● **Task details**:
Pull out every line of the material below that contains the word "wool", and copy each line in full.

● **Data for this task**:
****************************************

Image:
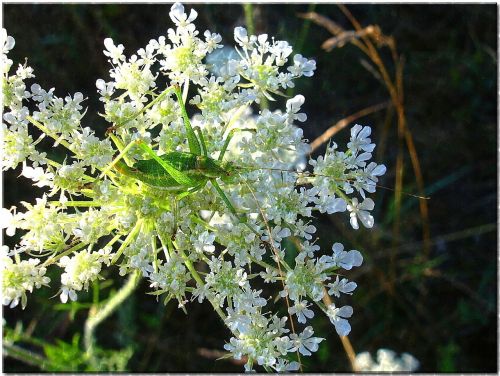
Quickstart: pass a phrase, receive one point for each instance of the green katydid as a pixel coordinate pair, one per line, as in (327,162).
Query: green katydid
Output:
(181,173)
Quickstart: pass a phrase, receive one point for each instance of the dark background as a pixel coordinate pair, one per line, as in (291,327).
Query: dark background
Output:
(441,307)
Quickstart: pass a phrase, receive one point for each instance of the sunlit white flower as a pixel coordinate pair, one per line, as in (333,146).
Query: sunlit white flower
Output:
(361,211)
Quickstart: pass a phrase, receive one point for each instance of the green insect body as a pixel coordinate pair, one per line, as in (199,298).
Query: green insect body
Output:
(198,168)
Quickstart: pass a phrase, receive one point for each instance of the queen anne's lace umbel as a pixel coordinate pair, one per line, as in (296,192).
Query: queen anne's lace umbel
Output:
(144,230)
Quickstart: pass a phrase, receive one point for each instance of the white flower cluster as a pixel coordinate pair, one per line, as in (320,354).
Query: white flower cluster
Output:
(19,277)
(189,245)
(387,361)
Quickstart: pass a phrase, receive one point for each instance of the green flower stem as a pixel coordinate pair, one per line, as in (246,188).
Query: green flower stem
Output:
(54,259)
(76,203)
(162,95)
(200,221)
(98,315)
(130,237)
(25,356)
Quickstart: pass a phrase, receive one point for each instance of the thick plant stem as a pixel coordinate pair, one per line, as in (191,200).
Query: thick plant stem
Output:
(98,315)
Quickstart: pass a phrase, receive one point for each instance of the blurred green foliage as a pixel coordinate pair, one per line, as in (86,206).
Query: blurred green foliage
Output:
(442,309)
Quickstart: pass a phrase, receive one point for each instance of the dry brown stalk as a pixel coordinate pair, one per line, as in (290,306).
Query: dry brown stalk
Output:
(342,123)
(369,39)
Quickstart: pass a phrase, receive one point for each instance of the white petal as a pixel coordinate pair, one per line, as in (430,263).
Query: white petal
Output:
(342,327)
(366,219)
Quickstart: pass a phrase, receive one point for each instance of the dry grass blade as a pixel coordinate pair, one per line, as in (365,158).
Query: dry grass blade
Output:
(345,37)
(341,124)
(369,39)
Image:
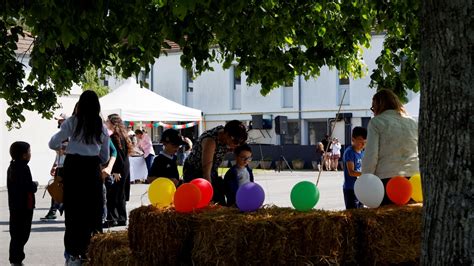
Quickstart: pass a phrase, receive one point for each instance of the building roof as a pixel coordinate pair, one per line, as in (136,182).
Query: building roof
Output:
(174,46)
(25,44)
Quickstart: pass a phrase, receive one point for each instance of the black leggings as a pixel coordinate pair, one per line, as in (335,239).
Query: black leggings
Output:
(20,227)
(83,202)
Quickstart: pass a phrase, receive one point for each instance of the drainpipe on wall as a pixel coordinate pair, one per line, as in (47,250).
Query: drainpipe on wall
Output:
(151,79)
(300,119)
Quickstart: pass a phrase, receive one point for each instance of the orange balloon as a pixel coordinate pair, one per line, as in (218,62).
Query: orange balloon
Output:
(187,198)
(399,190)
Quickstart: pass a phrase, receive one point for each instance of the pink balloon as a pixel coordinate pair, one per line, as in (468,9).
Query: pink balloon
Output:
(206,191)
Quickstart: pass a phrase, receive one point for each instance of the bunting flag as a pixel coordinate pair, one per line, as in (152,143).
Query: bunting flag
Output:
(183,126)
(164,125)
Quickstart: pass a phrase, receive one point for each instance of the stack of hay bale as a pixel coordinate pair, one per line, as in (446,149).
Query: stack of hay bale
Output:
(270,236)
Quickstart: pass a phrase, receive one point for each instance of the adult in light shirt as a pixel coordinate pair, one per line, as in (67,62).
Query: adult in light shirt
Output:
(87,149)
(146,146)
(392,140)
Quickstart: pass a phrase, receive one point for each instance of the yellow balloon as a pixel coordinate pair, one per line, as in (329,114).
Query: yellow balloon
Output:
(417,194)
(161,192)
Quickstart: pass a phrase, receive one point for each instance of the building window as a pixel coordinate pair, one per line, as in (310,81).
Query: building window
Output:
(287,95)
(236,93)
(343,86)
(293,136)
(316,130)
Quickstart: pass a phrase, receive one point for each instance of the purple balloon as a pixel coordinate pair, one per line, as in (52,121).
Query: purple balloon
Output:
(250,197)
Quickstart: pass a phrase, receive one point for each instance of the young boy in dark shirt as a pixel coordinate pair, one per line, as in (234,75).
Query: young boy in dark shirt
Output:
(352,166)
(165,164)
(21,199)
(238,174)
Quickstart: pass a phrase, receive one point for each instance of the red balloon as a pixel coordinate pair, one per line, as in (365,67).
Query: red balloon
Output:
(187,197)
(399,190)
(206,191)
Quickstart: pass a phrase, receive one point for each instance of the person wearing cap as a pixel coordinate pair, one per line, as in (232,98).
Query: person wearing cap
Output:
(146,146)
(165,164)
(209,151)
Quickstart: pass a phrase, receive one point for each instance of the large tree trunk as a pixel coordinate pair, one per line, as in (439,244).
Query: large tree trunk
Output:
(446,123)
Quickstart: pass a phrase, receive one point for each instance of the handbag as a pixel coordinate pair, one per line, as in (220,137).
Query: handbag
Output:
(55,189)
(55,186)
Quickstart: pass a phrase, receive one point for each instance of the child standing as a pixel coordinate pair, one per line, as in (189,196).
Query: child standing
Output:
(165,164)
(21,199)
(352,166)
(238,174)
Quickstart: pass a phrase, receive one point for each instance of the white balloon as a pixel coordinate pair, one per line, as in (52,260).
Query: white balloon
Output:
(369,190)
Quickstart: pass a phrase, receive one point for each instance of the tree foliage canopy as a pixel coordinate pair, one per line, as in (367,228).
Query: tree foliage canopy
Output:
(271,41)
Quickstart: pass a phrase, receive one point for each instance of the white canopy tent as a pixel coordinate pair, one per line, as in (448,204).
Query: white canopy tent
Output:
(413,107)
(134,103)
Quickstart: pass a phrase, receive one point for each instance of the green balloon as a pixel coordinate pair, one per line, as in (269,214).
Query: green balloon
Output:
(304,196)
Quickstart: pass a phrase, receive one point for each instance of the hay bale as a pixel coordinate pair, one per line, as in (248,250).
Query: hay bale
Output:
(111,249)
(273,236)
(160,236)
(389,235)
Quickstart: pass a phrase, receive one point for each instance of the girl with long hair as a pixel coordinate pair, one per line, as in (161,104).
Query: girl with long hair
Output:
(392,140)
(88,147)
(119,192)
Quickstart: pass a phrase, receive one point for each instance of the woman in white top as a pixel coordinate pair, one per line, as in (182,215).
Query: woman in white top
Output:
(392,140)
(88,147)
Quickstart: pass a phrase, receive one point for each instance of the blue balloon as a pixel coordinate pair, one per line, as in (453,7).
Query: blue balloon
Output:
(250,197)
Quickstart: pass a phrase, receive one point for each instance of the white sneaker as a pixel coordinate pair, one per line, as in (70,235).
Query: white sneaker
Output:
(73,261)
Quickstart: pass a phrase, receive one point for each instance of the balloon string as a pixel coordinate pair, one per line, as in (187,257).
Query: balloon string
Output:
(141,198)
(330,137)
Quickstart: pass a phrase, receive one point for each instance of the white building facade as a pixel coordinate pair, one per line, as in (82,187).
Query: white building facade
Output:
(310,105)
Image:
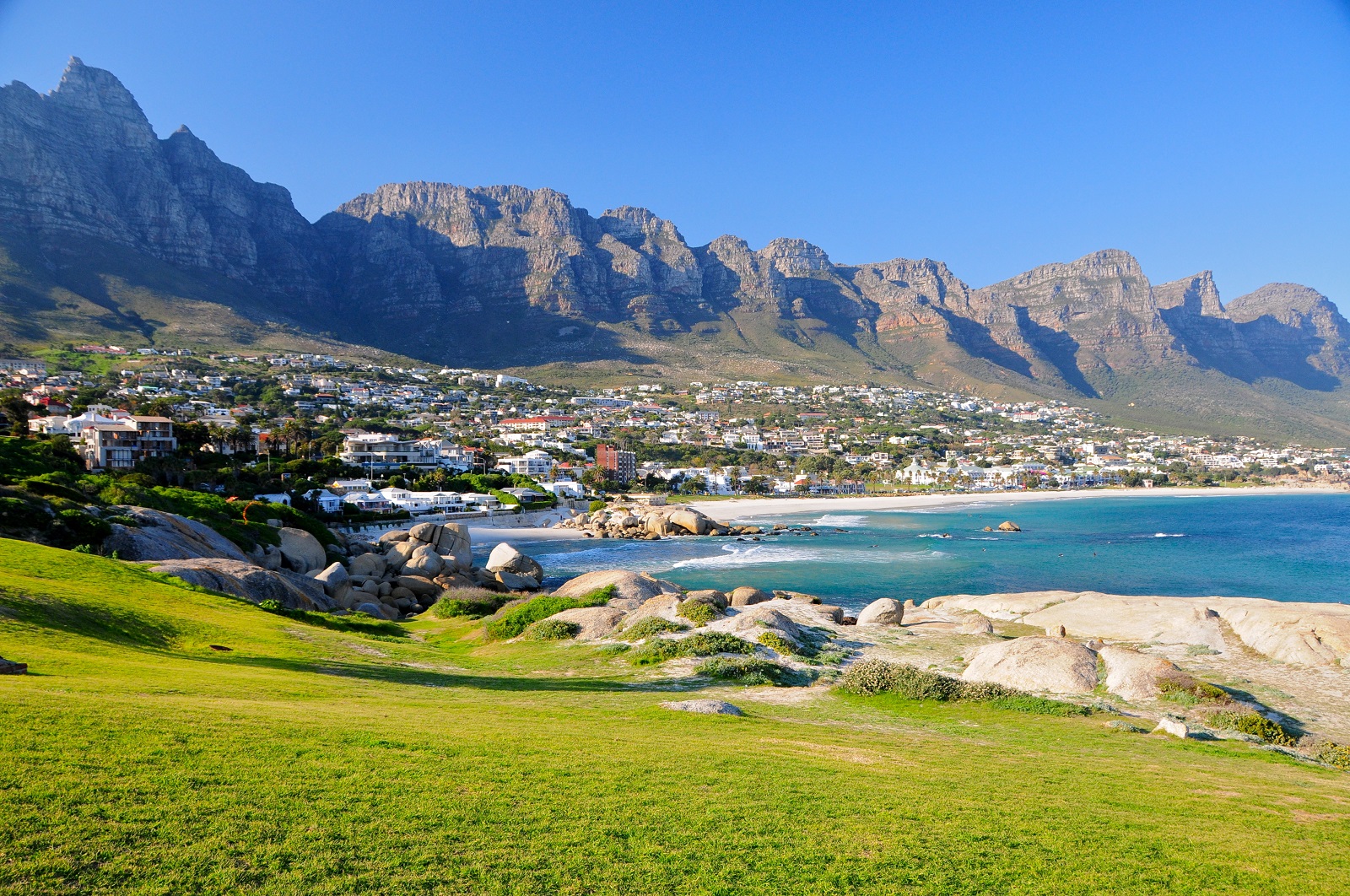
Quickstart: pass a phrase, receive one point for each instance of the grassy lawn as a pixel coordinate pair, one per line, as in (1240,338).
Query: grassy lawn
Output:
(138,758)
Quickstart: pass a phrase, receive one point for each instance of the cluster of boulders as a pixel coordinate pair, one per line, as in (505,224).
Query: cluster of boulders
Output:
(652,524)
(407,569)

****************************************

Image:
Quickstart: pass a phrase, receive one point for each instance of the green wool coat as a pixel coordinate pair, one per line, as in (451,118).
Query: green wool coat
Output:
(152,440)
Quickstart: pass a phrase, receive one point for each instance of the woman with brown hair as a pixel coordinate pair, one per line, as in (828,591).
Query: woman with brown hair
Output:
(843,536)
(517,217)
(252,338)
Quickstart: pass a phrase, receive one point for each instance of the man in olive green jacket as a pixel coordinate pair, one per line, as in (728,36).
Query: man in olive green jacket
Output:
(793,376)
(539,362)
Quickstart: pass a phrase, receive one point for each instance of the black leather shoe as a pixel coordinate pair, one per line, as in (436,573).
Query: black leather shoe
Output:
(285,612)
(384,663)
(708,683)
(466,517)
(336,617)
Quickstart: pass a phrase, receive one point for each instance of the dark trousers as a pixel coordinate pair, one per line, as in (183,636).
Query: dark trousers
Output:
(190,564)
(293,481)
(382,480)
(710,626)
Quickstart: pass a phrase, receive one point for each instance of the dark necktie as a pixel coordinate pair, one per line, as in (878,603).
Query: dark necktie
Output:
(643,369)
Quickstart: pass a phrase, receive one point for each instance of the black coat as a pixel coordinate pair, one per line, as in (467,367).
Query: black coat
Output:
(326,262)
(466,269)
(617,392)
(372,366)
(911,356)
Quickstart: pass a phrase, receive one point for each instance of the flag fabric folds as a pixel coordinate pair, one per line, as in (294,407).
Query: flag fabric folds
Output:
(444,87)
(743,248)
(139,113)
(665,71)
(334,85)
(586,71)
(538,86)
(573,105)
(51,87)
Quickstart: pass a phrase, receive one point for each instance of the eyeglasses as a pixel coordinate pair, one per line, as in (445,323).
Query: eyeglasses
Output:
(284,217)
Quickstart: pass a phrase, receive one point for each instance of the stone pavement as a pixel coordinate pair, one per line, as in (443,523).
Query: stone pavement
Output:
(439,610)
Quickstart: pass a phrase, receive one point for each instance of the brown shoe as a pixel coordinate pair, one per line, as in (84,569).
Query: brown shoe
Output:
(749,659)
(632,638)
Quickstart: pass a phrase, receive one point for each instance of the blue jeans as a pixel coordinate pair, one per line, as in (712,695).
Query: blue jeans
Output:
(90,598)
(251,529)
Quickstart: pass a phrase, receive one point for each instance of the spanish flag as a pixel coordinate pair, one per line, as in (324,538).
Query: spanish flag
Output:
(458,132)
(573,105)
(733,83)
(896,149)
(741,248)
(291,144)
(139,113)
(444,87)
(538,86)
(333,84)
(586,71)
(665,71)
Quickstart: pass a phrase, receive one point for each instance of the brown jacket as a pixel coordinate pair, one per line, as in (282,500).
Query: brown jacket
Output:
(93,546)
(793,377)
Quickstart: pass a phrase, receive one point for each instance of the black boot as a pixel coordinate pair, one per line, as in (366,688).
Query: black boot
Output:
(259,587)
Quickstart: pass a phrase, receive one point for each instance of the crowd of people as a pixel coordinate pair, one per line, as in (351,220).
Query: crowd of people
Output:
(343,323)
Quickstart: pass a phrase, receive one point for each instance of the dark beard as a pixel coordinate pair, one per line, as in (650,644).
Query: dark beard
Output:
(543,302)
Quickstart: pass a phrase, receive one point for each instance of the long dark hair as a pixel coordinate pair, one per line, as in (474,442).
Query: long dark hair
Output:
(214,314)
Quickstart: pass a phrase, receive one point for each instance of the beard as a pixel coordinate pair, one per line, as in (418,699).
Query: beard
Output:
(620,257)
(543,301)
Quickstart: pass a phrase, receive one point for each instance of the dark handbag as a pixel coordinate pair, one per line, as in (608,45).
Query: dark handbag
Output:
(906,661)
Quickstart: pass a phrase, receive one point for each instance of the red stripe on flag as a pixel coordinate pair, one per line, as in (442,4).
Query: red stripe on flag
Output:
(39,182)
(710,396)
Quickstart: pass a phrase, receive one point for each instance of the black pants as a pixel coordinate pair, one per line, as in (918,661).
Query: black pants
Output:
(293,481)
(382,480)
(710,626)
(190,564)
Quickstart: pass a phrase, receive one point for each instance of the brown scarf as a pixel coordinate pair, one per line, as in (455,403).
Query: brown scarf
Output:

****************************************

● **Solution below**:
Quickstart: pass a phrase, receive one point for each instance of the green wool coat as a pixel coordinate pair, one per line, as in (451,118).
Query: green wool coat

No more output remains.